-- Start Source text --

# [SOLVED] Windows 7 Drivers for Averatec 3200 Laptop



## virtuous1 (Nov 10, 2009)

Hello All,

I'm new to the forum and hoping to get some assistance. I have an Averatec 3200 laptop that I just upgraded to Windows 7. The manufacturer doesn't have the dirvers on their site yet. Anyone know where I can get them? Specifically the Audio, Network Controller, and PCI modem drivers.


----------



## Old Rich (May 31, 2007)

*Re: Windows 7 Drivers for Averatec 3200 Laptop*








and welcome to the Forum

If they offer Vista drivers I would try those


----------



## virtuous1 (Nov 10, 2009)

*Re: Windows 7 Drivers for Averatec 3200 Laptop*

Thanks for the tip. I will try the Vista drivers this evening.


----------



## andrey02 (Dec 8, 2009)

*Re: Windows 7 Drivers for Averatec 3200 Laptop*

I used to have Vista on my Averatec av3200 series (includes av3150, av3260, av3270, av3280, averatec 3150, averatec 3200, averatec 3260, averatec 3270, averatec 3280) and drivers worked fine under Vista. But than I installed Windows 7 but there are no drivers to be found. I know that Vista drivers would work under Windows 7 but can't find any. Although somehow I was able to find them last year when I was installing Vista, it was not easy. If somebody knows where to find Vista video and audio drivers for any of the above mentioned models please reply to this thread. If may also come handy for others as well. Thanks everyone for replying with any info they have.

-- End Source text --

**What to work on:**
• 1. Reproduce a passage of the Averatec driver thread word for word, starting with "## andrey02 (Dec" and going on through "info they have.".
• 2. List the drivers that the opening post of the Averatec driver thread specifically asks for.
None of the lines after this forum thread are needed.

-- Start Information provided --

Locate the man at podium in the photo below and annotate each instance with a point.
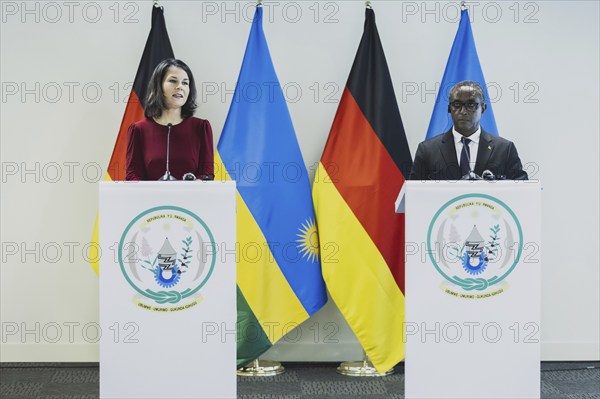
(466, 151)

-- End Information provided --
-- Start Information provided --

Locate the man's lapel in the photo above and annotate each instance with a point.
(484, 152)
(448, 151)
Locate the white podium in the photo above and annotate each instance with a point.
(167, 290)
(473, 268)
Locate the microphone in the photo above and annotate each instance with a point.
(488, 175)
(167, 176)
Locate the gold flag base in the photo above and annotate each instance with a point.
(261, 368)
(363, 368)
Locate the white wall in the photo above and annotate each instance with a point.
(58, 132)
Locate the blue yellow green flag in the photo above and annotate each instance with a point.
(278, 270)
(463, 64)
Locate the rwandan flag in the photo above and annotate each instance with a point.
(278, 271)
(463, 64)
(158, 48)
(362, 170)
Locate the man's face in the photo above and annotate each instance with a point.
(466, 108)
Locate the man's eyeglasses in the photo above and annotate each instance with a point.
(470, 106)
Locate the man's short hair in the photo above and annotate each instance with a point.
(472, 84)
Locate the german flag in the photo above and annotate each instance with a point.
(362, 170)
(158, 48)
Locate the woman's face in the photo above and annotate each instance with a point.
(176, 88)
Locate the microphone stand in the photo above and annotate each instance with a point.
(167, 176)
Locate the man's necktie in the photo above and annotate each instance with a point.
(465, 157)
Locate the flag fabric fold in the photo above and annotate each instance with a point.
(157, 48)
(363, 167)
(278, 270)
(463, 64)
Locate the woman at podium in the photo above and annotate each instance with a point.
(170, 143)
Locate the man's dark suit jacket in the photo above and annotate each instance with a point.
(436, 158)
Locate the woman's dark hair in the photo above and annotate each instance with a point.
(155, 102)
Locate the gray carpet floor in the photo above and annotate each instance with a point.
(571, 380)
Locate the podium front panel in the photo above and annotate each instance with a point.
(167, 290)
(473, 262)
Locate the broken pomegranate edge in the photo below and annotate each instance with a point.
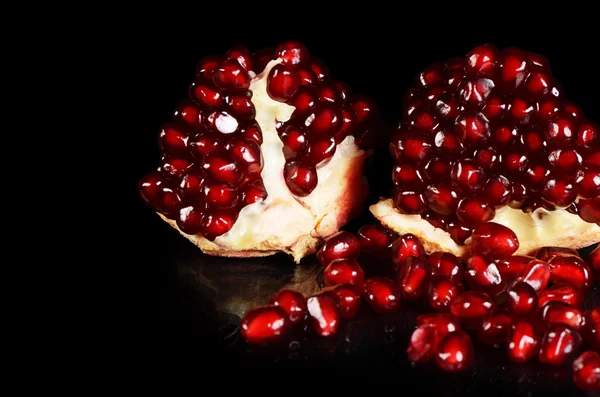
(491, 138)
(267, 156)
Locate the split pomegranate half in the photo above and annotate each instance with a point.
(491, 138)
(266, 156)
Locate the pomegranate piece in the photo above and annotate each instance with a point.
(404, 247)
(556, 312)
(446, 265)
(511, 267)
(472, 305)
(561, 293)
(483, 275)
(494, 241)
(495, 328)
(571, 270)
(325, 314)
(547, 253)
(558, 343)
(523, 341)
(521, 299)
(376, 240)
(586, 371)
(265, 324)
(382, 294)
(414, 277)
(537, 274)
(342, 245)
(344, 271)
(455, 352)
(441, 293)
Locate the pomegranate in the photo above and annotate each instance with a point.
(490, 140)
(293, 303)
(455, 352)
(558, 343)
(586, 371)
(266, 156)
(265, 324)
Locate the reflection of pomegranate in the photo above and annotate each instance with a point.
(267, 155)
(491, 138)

-- End Information provided --
-- Start Information provided --

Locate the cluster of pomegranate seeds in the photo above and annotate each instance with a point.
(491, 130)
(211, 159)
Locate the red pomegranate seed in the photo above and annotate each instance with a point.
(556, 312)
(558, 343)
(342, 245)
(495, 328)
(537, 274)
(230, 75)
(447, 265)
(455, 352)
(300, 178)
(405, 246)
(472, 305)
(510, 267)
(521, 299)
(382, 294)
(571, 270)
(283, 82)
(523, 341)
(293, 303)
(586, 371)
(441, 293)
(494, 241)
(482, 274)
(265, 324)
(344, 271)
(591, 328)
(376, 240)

-- End Information provided --

**Full answers:**
• 1.
## andrey02 (Dec 8, 2009)

*Re: Windows 7 Drivers for Averatec 3200 Laptop*

I used to have Vista on my Averatec av3200 series (includes av3150, av3260, av3270, av3280, averatec 3150, averatec 3200, averatec 3260, averatec 3270, averatec 3280) and drivers worked fine under Vista. But than I installed Windows 7 but there are no drivers to be found. I know that Vista drivers would work under Windows 7 but can't find any. Although somehow I was able to find them last year when I was installing Vista, it was not easy. If somebody knows where to find Vista video and audio drivers for any of the above mentioned models please reply to this thread. If may also come handy for others as well. Thanks everyone for replying with any info they have.

• 2.
- Audio
- Network Controller
- PCI modem